_Task instructions_
Please update everything from the line containing "of the window" down to the line containing "[[174, 85], [151, 85], [150, 96], [172, 95], [174, 90]]" by replacing "segmenter" with "tracer" and keeping all else unchanged. Return only those lines.

(Labeled region data)
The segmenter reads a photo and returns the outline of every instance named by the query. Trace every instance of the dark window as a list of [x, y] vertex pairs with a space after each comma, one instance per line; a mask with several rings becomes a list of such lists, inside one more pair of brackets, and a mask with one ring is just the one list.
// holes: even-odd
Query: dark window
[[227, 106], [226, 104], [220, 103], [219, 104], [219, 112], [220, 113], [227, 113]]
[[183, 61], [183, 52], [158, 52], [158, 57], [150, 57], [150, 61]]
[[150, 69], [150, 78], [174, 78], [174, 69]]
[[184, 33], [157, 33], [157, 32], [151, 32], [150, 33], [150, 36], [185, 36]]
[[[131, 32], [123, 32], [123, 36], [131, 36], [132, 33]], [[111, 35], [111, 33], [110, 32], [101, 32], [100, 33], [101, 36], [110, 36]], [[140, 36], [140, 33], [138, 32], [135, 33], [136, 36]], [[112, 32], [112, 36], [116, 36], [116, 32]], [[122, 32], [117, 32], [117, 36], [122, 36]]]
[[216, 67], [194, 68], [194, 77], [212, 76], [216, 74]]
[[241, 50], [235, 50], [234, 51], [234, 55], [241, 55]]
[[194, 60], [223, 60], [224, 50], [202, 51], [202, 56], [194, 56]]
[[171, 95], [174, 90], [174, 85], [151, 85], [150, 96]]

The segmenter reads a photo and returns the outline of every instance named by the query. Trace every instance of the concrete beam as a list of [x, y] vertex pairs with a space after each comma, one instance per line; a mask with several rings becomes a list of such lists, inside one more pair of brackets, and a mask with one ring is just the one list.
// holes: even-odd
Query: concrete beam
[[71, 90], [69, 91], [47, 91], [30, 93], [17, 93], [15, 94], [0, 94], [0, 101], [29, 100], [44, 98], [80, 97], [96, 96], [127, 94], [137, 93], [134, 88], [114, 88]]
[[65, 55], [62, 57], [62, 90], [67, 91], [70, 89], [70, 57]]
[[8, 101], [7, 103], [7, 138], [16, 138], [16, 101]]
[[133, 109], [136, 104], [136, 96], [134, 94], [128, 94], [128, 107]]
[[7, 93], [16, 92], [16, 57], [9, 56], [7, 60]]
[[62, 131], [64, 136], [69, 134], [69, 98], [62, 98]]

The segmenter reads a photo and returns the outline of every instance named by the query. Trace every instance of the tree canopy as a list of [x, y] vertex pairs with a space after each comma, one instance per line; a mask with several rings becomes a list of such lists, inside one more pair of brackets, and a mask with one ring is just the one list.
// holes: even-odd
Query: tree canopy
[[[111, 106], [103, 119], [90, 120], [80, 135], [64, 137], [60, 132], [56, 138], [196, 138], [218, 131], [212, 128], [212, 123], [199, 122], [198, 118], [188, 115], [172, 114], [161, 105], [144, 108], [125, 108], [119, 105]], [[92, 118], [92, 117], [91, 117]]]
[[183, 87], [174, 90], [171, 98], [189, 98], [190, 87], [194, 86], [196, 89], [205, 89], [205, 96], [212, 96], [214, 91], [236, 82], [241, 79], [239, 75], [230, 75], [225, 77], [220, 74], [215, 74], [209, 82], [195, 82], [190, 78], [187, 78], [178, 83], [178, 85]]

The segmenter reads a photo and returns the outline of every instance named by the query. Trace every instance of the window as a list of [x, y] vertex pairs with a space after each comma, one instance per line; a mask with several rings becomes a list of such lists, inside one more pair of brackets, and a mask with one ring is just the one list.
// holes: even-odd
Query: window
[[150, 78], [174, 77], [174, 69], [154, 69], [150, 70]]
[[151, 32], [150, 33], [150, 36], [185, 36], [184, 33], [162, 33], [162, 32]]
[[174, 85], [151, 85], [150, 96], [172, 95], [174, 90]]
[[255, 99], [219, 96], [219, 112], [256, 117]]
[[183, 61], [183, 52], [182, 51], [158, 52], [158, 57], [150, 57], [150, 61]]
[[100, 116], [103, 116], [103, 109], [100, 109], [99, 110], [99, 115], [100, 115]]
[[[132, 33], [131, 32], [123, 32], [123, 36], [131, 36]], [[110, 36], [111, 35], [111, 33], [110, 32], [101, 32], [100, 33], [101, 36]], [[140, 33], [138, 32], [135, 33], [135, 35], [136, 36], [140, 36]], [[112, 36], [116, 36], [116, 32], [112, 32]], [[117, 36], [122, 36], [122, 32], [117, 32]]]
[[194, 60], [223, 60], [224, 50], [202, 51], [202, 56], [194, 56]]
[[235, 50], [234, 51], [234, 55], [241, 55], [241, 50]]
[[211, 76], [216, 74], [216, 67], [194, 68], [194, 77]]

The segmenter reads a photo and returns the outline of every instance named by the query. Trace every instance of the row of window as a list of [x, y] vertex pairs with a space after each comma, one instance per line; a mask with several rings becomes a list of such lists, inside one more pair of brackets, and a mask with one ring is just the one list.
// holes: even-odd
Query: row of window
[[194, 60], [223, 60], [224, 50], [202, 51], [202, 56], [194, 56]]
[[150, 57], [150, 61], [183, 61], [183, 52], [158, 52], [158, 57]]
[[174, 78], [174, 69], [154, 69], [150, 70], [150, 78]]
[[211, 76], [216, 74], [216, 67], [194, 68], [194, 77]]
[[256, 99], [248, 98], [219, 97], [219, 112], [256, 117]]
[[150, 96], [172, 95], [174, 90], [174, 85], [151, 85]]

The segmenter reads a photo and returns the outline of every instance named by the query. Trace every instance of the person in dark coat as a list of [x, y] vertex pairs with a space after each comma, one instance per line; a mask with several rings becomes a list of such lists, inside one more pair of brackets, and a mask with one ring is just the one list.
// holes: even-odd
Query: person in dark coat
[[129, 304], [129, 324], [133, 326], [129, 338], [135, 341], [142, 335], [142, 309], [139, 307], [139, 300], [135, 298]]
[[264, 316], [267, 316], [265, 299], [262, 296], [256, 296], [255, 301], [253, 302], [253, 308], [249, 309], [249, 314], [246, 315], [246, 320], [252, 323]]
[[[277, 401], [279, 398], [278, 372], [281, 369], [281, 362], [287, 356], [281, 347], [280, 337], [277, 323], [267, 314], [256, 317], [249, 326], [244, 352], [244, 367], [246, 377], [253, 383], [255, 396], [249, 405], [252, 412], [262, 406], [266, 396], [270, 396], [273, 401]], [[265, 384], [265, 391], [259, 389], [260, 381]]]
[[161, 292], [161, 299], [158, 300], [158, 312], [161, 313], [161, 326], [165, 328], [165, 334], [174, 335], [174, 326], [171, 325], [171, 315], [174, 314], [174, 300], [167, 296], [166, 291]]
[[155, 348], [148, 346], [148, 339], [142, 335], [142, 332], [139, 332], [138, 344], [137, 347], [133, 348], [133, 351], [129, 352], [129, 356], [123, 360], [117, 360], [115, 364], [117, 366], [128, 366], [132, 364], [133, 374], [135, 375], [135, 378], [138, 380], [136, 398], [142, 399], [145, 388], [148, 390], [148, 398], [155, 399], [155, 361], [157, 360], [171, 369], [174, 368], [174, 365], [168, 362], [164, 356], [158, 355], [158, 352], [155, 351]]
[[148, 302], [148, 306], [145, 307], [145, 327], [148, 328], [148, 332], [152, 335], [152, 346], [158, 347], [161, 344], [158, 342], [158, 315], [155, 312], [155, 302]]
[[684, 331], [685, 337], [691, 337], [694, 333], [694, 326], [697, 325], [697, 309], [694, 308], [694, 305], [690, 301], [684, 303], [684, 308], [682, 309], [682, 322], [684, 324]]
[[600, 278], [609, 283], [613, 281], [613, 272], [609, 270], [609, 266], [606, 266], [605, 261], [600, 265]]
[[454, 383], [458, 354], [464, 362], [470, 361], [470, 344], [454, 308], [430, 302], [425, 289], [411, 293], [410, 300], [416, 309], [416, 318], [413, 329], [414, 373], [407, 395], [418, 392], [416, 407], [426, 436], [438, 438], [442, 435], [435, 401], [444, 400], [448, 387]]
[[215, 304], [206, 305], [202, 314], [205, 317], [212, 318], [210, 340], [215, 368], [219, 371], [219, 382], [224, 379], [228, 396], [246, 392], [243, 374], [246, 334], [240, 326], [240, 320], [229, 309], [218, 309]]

_Result below_
The tracer reads a photo and returns the outline of every instance named by the query. Trace every instance of the window as a list of [x, y] vertex pairs with a space after each comma, one instance per line; a mask with several rings becomes a list of such lists, inside one more pair of brackets, and a mask with one ring is just the one list.
// holes: even-odd
Query: window
[[150, 78], [174, 77], [174, 69], [154, 69], [150, 70]]
[[151, 32], [150, 33], [150, 36], [185, 36], [184, 33], [162, 33], [162, 32]]
[[174, 85], [151, 85], [150, 96], [172, 95], [174, 90]]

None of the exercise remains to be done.